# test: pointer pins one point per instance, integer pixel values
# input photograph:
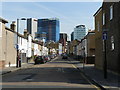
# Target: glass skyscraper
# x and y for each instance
(48, 29)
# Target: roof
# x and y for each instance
(3, 20)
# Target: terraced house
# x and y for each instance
(109, 14)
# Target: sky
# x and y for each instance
(70, 14)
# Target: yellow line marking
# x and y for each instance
(87, 79)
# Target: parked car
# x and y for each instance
(52, 56)
(46, 58)
(64, 56)
(39, 60)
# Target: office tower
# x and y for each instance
(48, 29)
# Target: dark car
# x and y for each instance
(64, 56)
(46, 58)
(39, 60)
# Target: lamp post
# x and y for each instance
(18, 61)
(105, 53)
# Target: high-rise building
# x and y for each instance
(72, 36)
(63, 36)
(79, 32)
(48, 29)
(32, 26)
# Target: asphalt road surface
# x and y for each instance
(58, 73)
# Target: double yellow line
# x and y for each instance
(87, 79)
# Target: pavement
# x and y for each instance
(13, 68)
(97, 76)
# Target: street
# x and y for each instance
(58, 73)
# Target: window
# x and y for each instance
(0, 29)
(111, 12)
(103, 18)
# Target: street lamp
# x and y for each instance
(105, 53)
(18, 61)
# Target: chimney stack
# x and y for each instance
(13, 26)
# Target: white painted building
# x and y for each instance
(36, 50)
(60, 48)
(79, 32)
(32, 26)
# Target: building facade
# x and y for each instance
(32, 26)
(48, 29)
(72, 36)
(111, 26)
(79, 32)
(108, 17)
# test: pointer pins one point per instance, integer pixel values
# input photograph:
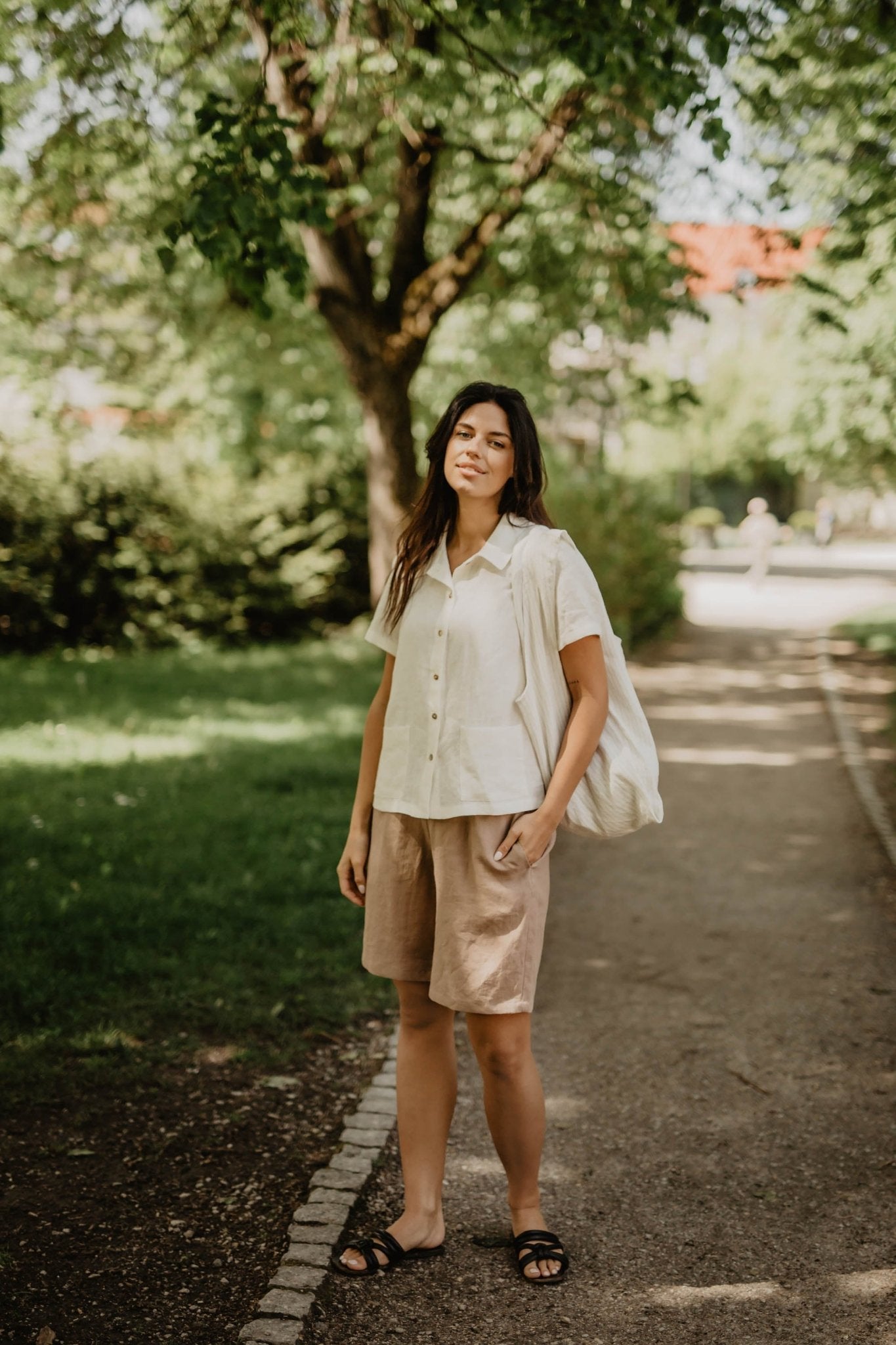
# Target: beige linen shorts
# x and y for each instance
(440, 907)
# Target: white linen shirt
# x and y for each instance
(454, 741)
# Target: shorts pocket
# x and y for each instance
(391, 772)
(490, 762)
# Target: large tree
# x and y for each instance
(381, 158)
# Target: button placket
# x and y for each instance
(437, 701)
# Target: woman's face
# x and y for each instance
(479, 459)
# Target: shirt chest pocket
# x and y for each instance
(492, 763)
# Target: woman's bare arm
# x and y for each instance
(352, 865)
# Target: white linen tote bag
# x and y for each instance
(620, 790)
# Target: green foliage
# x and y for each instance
(875, 628)
(244, 191)
(630, 539)
(171, 830)
(119, 552)
(704, 517)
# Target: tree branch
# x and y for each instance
(417, 154)
(433, 292)
(339, 259)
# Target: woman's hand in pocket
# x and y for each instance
(534, 831)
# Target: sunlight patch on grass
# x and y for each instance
(70, 744)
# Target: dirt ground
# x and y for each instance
(160, 1216)
(716, 1033)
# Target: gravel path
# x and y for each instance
(716, 1032)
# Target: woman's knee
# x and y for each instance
(501, 1043)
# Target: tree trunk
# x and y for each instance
(393, 482)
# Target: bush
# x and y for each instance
(802, 521)
(631, 541)
(131, 552)
(704, 517)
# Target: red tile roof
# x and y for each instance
(725, 256)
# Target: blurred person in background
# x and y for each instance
(759, 530)
(825, 517)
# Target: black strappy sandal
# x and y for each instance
(383, 1241)
(540, 1246)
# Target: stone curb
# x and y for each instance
(319, 1223)
(852, 749)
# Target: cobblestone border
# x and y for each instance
(852, 749)
(319, 1223)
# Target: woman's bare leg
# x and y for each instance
(515, 1110)
(426, 1091)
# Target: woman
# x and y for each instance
(452, 826)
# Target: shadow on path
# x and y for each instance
(715, 1026)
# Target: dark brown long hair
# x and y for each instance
(437, 505)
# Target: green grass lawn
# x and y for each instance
(875, 628)
(169, 833)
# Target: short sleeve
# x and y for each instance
(378, 632)
(580, 603)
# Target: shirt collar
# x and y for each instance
(496, 549)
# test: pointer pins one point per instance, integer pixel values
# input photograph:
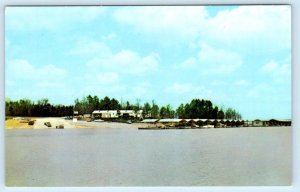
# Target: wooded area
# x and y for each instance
(202, 109)
(28, 108)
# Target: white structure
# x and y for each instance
(131, 113)
(113, 114)
(105, 114)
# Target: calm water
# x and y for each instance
(131, 157)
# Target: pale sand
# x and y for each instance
(56, 121)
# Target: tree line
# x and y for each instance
(197, 108)
(42, 108)
(202, 109)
◆ ◆ ◆
> _GOAL_: Reproduce all of the lines above verbatim, from first to last, and omit the pictures.

> _THE RESULT_:
# test: pointer pins one point per instance, integer pixel values
# input photograph:
# Target: glass skyscraper
# x and y for each instance
(48, 29)
# Target: roof
# x and y for each instance
(3, 20)
# Target: terraced house
# x and y for each instance
(109, 14)
# Target: sky
# x and y for each instance
(70, 14)
# Target: yellow line marking
# x and y for each instance
(87, 79)
# Target: parked car
# x and y for each instance
(52, 56)
(46, 58)
(64, 56)
(39, 60)
# Target: office tower
# x and y for each instance
(48, 29)
# Target: dark car
# x and y for each instance
(64, 56)
(46, 58)
(39, 60)
# Target: lamp post
# x and y for each instance
(18, 61)
(105, 53)
# Target: high-rise building
# x and y for each instance
(72, 36)
(63, 36)
(79, 32)
(48, 29)
(32, 26)
# Target: asphalt road surface
# x and y for each instance
(58, 73)
# Target: double yellow line
# x and y for each instance
(87, 79)
# Target: pavement
# x and y for each instance
(13, 68)
(97, 76)
# Target: street
# x and y for each instance
(58, 73)
# Target: window
# x and y for each instance
(0, 29)
(111, 12)
(103, 18)
# Target: street lamp
# x and y for each instance
(105, 53)
(18, 61)
# Target: chimney stack
# x and y for each instance
(13, 26)
# Target: white painted building
# x and y for each instance
(36, 50)
(60, 48)
(79, 32)
(32, 26)
# Target: building facade
# x and y for each instance
(32, 26)
(48, 29)
(72, 36)
(111, 26)
(79, 32)
(108, 17)
# test: pointer pins one point per instance, integer pixel values
# input photograph:
# Target: beige linen shorts
# x and y for each instance
(440, 907)
# Target: white linen shirt
# x and y for each instance
(454, 741)
# Target: shorts pocket
# x and y for each instance
(391, 772)
(490, 762)
# Target: large tree
# x and y for each instance
(381, 158)
# Target: button placket
# x and y for each instance
(437, 701)
# Target: woman's face
# x and y for each instance
(479, 459)
# Target: shirt chest pocket
# x and y for each instance
(492, 763)
# Target: woman's bare arm
# x and y for each instance
(352, 865)
# Target: white linen tote bag
# x and y for each instance
(620, 790)
# Target: green foliage
# x and y for each instance
(875, 628)
(244, 191)
(630, 539)
(171, 830)
(119, 552)
(704, 517)
# Target: tree branch
# x and y for each instance
(417, 154)
(433, 292)
(339, 259)
# Target: woman's hand in pocket
# x and y for each instance
(534, 831)
# Target: sunlight patch on grass
# x and y for each instance
(70, 744)
# Target: dirt ground
# x and y for each instance
(160, 1216)
(716, 1033)
# Target: gravel path
# x and y for each instance
(716, 1032)
# Target: woman's knee
# x and y for each instance
(501, 1043)
# Target: tree trunk
# x and y for each instance
(393, 482)
# Target: bush
# x and y for each instance
(802, 521)
(631, 541)
(131, 552)
(704, 517)
# Target: red tile roof
# x and y for each instance
(725, 256)
# Target: blurred person in background
# x and y for each instance
(759, 530)
(825, 517)
# Target: black strappy sandal
# x and y for each instance
(383, 1241)
(540, 1246)
# Target: stone curb
# x and y for each instance
(319, 1223)
(852, 749)
# Target: cobblestone border
# x and y for each instance
(852, 749)
(319, 1223)
# Target: woman's bare leg
# x and y for each instance
(515, 1110)
(426, 1091)
# Target: woman
# x and y for each instance
(452, 826)
# Target: shadow on path
# x and y for each instance
(715, 1026)
# Target: dark brown long hair
# x and y for each instance
(437, 505)
# Target: green grass lawn
# x and y for each instance
(875, 628)
(169, 833)
# Target: short sleeve
# x and y for each instance
(378, 632)
(580, 603)
# Target: shirt collar
# x and y for each instance
(496, 549)
# test: pointer pins one point per instance, integer pixel values
# input photograph:
# Target: wooded area
# x and y for each instance
(202, 109)
(28, 108)
# Target: white structure
# x and y for each instance
(131, 113)
(113, 114)
(105, 114)
# Target: calm water
# x and y for each instance
(131, 157)
# Target: pale sand
# x and y for each instance
(56, 121)
# Target: tree line
# x and y for each instance
(197, 108)
(42, 108)
(202, 109)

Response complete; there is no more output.